— Begin TEXT EXTRACT —

# ER Nurse???



## explodingvarmints (Jul 1, 2004)

Are you around? Please P.M. me.

Thanks


----------



## Slick fishing (Sep 25, 2002)

If it wasent so cold out I would say she would be playing tennis:lol:.. If she does not get a ahold of you give me a shout I got her number..Cya Slick


----------



## RIVER LADY (Jun 13, 2005)

I tried to help but I obviously screwed her number up when I put it in my cell phone. I did however get ahold of some guys wife that had a millions questios for me.:yikes: Oops!!!:lol:

Slick, just call her and give her a heads up. She may not surface for a few days being fall time you now. Between the deer the birds and lord knows what else, it cold be awhile.


----------



## ERnurse (Jan 22, 2004)

Funny--I just read this post tonight 11/17, havent been on here --LOL. You were right RL it is that time of year, tough for me to get inside and be on the computer 

Slick--no tennis now--I am dedicated to hunting 

got a buck on the openeing morning, just want to get a big boy then I will get back to the ducks and birds


----------



## RIVER LADY (Jun 13, 2005)

ERnurse said:


> Funny--I just read this post tonight 11/17, havent been on here --LOL. You were right RL it is that time of year, tough for me to get inside and be on the computer
> 
> Slick--no tennis now--I am dedicated to hunting
> 
> got a buck on the openeing morning, just want to get a big boy then I will get back to the ducks and birds


Congrts on the buck. Where a pic?


----------



## ERnurse (Jan 22, 2004)

No pic, I dont usually take photos of gun bucks unless they are big ones. Just meat on the table. He was a 2 1/2 year old spike. Big body, no horns, just long spikes with alot of girth to them, he needed to be culled


----------



## RIVER LADY (Jun 13, 2005)

I completely understand. 
As I too always have a method for the madness.:evil::lol:


----------

— End TEXT EXTRACT —
— Begin DATA LISTING —

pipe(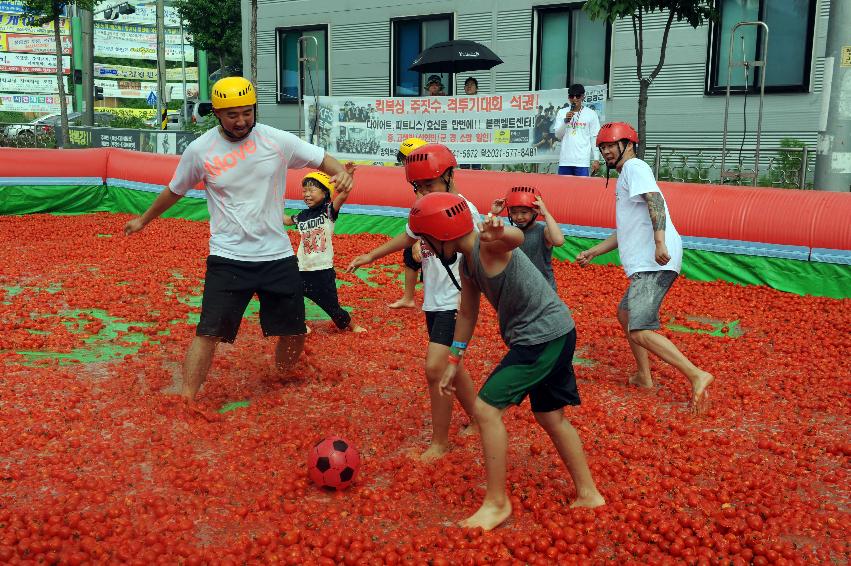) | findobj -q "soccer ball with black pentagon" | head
[307,436,360,490]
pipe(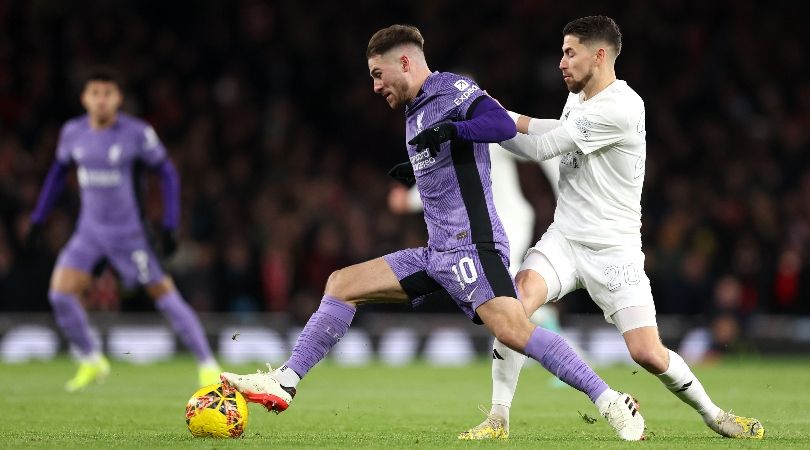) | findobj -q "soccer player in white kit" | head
[459,16,765,439]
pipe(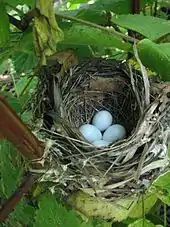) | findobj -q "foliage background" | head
[0,0,170,227]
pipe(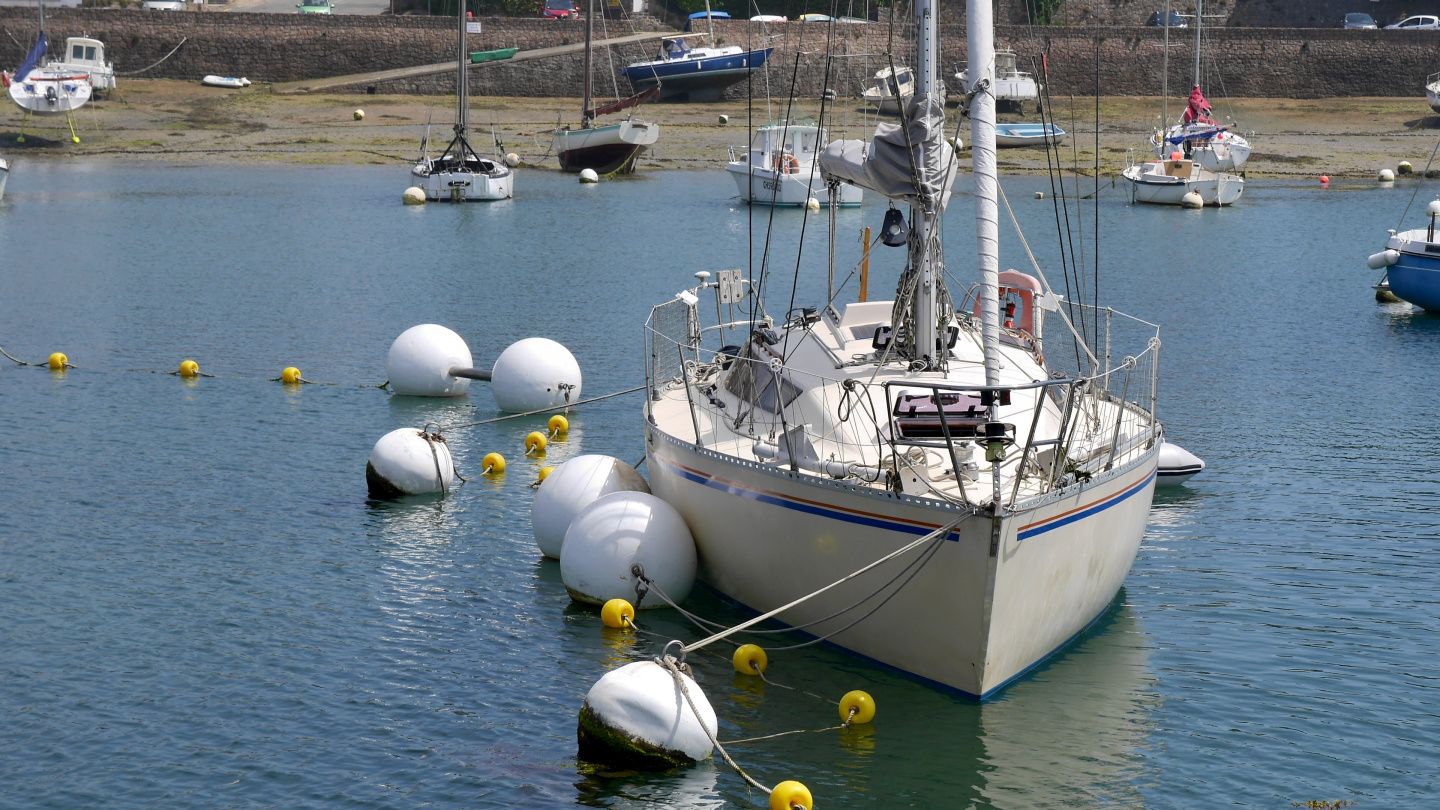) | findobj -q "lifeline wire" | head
[680,517,965,653]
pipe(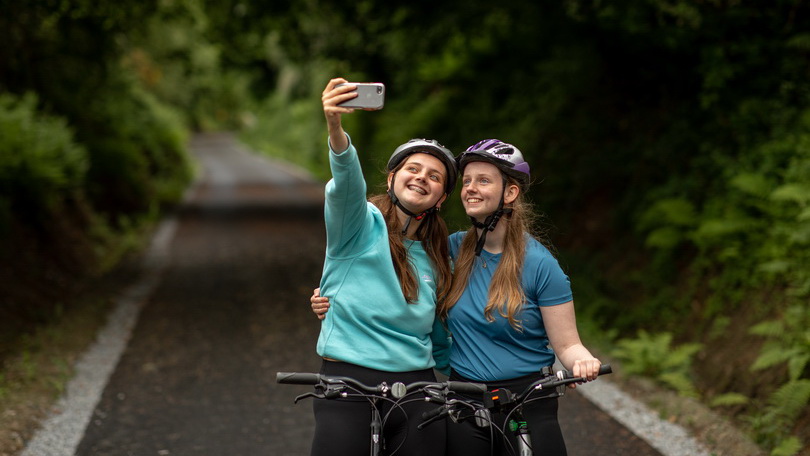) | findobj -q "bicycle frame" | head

— End DATA LISTING —

*SET EXERCISE:*
Answer these questions about the forum thread:
(a) On what date does ERnurse say the post was first read?
(b) What went wrong when RIVER LADY tried to contact ERnurse?
(c) How old was the buck ERnurse got on the opening morning, and what kind of buck was it?

*TASK RESPONSE:*
(a) 11/17
(b) RIVER LADY had entered ERnurse's number incorrectly in a cell phone and reached some guy's wife instead.
(c) It was a 2 1/2 year old spike.